Records from a data source
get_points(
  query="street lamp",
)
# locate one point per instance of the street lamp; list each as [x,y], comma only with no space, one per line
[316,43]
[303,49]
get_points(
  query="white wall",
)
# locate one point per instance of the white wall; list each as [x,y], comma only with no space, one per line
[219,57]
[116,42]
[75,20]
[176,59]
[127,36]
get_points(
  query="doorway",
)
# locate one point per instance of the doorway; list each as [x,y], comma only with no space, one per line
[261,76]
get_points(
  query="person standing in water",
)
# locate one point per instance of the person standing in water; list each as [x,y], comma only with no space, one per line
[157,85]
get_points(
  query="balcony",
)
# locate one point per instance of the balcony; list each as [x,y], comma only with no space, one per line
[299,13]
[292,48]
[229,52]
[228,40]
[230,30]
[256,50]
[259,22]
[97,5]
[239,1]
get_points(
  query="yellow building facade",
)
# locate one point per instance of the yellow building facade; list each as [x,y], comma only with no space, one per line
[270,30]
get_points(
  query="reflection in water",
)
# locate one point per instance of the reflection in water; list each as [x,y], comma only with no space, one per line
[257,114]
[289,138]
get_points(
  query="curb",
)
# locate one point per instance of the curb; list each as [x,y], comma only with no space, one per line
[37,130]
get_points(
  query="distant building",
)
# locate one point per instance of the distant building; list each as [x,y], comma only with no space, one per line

---

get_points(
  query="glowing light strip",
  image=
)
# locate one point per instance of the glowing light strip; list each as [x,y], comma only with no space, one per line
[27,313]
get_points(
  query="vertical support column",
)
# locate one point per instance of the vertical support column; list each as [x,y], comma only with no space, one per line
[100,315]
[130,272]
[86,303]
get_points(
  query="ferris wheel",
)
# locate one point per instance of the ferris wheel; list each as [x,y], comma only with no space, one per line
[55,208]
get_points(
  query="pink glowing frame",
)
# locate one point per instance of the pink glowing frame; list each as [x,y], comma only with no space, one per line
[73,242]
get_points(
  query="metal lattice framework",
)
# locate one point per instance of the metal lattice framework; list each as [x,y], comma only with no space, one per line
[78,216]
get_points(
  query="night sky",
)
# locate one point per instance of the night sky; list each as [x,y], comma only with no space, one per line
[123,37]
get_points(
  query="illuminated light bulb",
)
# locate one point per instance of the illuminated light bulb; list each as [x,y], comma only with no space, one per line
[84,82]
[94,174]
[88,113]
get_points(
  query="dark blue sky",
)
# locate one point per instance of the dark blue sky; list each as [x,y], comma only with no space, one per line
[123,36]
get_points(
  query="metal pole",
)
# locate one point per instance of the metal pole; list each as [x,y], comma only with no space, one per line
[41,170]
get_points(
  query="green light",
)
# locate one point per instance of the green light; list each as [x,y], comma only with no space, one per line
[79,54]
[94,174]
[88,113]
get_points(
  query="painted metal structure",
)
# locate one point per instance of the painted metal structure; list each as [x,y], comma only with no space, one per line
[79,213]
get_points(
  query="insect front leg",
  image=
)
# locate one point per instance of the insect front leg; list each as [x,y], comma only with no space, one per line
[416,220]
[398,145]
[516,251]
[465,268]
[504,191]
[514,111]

## WORK INSTRUCTIONS
Report, from the entries above, each line where "distant" is found.

## OUTPUT OF THE EXERCISE
  query="distant building",
# locate one point per instance of the distant building; list each as [x,y], comma only with no space, one per line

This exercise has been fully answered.